• MATERIAL PROVIDED:

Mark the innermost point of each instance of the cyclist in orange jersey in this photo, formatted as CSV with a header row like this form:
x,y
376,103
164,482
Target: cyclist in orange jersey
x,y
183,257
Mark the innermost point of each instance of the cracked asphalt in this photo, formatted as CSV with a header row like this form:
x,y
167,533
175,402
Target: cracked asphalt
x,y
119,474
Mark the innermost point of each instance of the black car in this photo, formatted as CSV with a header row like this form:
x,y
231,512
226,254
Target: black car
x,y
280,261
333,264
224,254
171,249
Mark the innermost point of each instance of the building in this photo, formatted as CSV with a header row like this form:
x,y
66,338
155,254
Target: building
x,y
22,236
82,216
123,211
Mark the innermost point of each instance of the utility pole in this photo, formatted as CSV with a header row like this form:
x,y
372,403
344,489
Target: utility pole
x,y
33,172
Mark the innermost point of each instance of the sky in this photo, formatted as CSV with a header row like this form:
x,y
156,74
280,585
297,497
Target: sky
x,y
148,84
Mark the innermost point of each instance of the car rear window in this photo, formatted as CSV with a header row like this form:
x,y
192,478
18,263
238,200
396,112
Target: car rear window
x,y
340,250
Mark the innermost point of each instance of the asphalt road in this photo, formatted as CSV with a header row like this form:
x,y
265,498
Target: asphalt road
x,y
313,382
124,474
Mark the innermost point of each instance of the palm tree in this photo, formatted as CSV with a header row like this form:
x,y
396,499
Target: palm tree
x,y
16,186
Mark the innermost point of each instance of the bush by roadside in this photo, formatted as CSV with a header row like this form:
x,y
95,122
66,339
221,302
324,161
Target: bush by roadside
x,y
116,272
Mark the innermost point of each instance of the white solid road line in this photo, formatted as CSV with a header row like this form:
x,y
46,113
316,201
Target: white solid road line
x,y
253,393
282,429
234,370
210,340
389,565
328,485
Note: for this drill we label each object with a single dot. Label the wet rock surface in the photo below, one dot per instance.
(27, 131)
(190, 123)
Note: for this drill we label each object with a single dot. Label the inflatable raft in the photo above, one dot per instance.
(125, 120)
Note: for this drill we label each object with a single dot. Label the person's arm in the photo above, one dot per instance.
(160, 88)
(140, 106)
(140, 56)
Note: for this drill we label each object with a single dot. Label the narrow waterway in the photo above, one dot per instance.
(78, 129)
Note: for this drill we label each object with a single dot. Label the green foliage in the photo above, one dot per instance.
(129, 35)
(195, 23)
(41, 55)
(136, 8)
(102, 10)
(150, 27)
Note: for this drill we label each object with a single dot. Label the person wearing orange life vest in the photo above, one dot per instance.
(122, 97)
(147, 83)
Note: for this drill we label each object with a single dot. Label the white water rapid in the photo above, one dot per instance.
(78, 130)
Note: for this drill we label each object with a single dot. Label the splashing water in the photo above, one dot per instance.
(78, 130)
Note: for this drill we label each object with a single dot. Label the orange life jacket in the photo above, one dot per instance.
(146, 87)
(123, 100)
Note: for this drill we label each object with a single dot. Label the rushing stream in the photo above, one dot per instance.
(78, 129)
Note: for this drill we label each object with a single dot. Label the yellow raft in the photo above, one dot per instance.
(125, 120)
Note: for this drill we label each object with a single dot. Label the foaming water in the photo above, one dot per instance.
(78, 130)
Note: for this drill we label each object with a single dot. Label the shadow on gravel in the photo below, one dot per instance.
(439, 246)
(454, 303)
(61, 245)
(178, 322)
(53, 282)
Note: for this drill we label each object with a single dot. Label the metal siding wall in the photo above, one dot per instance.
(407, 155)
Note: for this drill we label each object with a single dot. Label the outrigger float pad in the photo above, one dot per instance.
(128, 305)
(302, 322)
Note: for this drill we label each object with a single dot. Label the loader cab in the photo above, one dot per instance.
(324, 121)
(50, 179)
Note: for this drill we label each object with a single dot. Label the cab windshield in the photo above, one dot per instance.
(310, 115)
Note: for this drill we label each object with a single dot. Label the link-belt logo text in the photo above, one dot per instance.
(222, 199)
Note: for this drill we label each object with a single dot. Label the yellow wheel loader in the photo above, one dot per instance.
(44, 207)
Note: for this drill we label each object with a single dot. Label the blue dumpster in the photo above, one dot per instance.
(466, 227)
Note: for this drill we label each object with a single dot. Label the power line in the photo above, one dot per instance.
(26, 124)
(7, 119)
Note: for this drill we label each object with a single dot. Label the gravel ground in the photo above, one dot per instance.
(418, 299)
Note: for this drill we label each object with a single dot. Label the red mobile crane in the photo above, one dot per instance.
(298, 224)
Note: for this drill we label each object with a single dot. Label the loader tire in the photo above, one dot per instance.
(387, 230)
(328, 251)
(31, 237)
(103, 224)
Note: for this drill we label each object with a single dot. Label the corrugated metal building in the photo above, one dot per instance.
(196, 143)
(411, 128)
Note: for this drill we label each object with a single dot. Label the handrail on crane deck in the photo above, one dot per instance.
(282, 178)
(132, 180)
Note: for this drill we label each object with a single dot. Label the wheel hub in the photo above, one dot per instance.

• TASK TO CARRY OUT: Only the lines from the one that contains "the yellow wheel" to the end of the entries above should be given again, exactly and in full.

• FULL RESPONSE:
Note: for this drill we label each object with a single dot. Label the yellow wheel loader in the photo above, one dot per instance.
(44, 207)
Note: for this drill we label each object with a single dot. Label the blue dumpster in the photo above, one dot per instance.
(466, 227)
Note: for this drill we label each object with a single dot. Label the power line in the photo above, one dot per instance.
(26, 124)
(7, 119)
Note: for this drill we label each object with a single dot. Label the gravel ground in the photo above, one dot per instance.
(418, 299)
Note: for this drill we label each object with a single dot. Label the red mobile crane in the photo above, one dot per instance.
(298, 224)
Note: for this drill we label each object with a single dot. Label the loader tire in the photo above, one dot per instance.
(387, 230)
(328, 251)
(31, 237)
(103, 224)
Note: for this drill we label each object with a single dot. Label the corrugated metal building in the photo above, one dot per instance.
(196, 143)
(411, 128)
Note: for this drill we label each object with a single dot. Label the handrail on crane deck in the photo above, one dot per instance.
(282, 178)
(132, 180)
Note: for this drill we label each object with a single dot. Label the wheel hub in the photo above, one dot per instance.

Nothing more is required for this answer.